**** TRECHO DO DOCUMENTO ****
Os seus romances e contos mais importantes foram escritos entre 1930/1940, tendo sido eleito, em 1964, para a Academia Brasileira de Letras.

 

“Oscarina” é o seu primeiro livro, publicado no ano de 1931 e saudado positivamente pela crítica.

 

Trata-se de um livro de contos, cuja maior ênfase é a da descrição do mundo suburbano do Rio do Janeiro do início do século XX: da realidade de donas de casa, trabalhadores de empregos modestos, pequenos funcionários públicos, professoras, estudantes, moças solteiras atrás de casamento, crianças brincando na rua. Ainda que seja visível a modernização da cidade com seus bondes, jornais e comércio, o Rio de Janeiro, e especialmente o subúrbio, ainda tinhas aspectos rurais, parecidos com as cidades do interior. A revolução industrial e o frenesi imobiliário atacaram diretamente a orla das praias e a região central, mas só lentamente foram alterando a fisionomia da zona dos morros. Consta que Rebelo fora um nostálgico deste Rio de Janeiro ainda não fulminado pela modernidade, da qual ele retrata conforme suas lembranças da infância.

 

Ainda que tenha tido contato com modernistas de São Paulo e Minas Gerais, Rebelo parecer seguir uma trilha à parte do movimento de 1922. Há, antes, uma linha de continuidade de nosso autor e escritores como Manuel Antônio de Almeida, Machado de Assis e Lima Barreto. Poder-se-ia, todavia, situá-lo como escritor mais próximo da chamada Geração de 1930 da 2ª Fase do Modernismo Brasileiro. De uma certa forma, as descrições que Graciliano Ramos fazia dos elementos médios citadinos de Alagoas ou que Jorge Amado fazia do povo baiano  é parecida com as histórias do subúrbio carioca de Marques Rebelo. Ambas superam uma descrição estereotipada dos tipos populares da cidade.
****
§ **INSTRUÇÕES**:
- A) No trecho sobre Marques Rebelo, reescreva em forma de lista o parágrafo que começa com "Trata-se de um livro de contos", mantendo suas informações principais.
- B) Segundo o trecho sobre Marques Rebelo, em que ano foi publicado "Oscarina"?
- C) Dê continuidade ao trecho sobre Marques Rebelo a partir da última frase apresentada.
A listagem é um material à parte, sem relação com o trecho sobre Marques Rebelo.
**** LISTAGEM DE DADOS ****
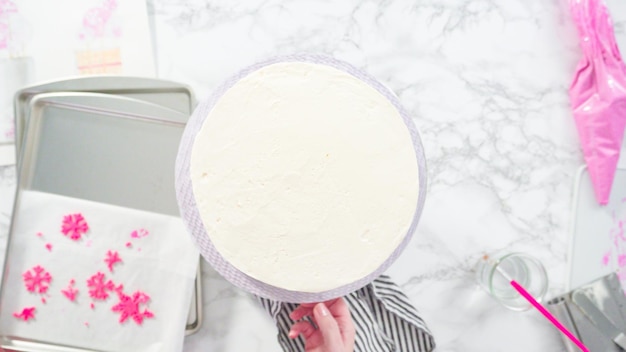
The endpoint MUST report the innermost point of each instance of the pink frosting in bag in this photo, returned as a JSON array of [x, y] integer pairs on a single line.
[[598, 94]]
****
§ **RESPOSTAS DOS EXERCÍCIOS**:
- A)
- "Oscarina" é um livro de contos centrado no subúrbio do Rio de Janeiro do início do século XX.
- Os personagens são donas de casa, trabalhadores de empregos modestos, pequenos funcionários públicos, professoras, estudantes, moças solteiras em busca de casamento e crianças brincando na rua.
- A cidade mostrava sinais de modernização, como bondes, jornais e comércio, mas o subúrbio ainda tinha aspectos rurais, semelhantes aos das cidades do interior.
- A revolução industrial e o frenesi imobiliário atingiram diretamente a orla e a região central, mas só aos poucos mudaram a zona dos morros.
- Rebelo teria sido um nostálgico desse Rio ainda não tomado pela modernidade e o retrata a partir de suas lembranças de infância.

- B) Em 1931.

- C)
 

No caso específico de Rabelo, os personagens são tratados de forma intimista, ainda que com uma certa objetividade e equidistância, segundo as quais o nosso escritor poderia ser caracterizado como um neorealista.

 

A reprodução da linguagem popular e a clareza da exposição se combinam com sondagens psicológicas dos personagens, cujos retratos já remetem à superação da forma com que a literatura do século XIX tratava os tipos do povo. Dentro da nova perspectiva modernista, o povo é retratado captando-se suas complexidades e contradições, nem sempre estando adaptados ao meio social em que estão inseridos. Há, aqui, uma superação da forma como os escritores naturalista tratavam os elementos oriundos do povo, qual seja, de uma forma ainda superficial, previsível,   às vezes caricatural e eventualmente pouco distinguindo as pessoais (e suas individualidades) e o meio social. Em livros como “O Cortiço” de Aluísio de Azevedo, as personagens do subúrbio parecem formar uma unidade. Já no Rio de Janeiro de Rabelo, se verifica certamente uma harmonia entre as personagens e o meio carioca, com o acréscimo de retratar as cogitações íntimas de personagens, que aparecem mais humanos, ao se revelar  mais nitidamente suas contradições. E, por esta razão, é uma literatura mais realista.